Requirements

Functional Requirements:

• Create a short URL for a given long URL.
• Return the long URL associated with a given short URL.
• Support custom URL

Non-Functional Requirements:

• High availability
• Low redirect latency
• Horizontal scalability

API Design

Define the APIs expected from the system. This is your chance to analyze and define the read and write paths so that you can come up with the high-level design...

1) Endpoints

• URL shortening endpoint
• URL redirect endpoint
• custom URL endpoint

2) HTTP methods

• POST for creating a short URL
• GET for retrieving the original URL from a short URL

3) Request and Response Formats

• Expected input JSON for creating a short URL
• Output format that includes shortened URL

4) Error Handling

5) Authentication and Security

High-Level Design

Describe the overall system architecture. Identify the main components needed to solve the problem end-to-end. Use the diagramming tool to create a block diagram.

Shape labeling records
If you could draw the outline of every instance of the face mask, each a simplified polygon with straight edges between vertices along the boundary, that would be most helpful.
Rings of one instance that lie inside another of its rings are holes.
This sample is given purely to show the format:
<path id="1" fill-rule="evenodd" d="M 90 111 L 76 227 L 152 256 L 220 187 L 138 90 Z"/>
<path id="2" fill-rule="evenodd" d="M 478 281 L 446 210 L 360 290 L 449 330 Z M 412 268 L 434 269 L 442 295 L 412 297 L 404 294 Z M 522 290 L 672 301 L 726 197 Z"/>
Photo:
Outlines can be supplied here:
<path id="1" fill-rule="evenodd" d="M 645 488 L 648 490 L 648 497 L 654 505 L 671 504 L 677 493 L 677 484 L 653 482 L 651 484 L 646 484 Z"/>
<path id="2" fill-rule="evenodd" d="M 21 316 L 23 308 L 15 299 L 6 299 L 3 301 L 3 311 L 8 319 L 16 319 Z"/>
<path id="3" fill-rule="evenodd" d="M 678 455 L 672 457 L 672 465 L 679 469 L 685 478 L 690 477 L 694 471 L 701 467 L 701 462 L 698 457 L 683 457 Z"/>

AIM OF THE TASK:
In the URL shortener design outline, which HTTP method is specified for creating a short URL? The shape labeling lines are not required for this exercise.

SOLUTION FOR THIS PROBLEM:
POST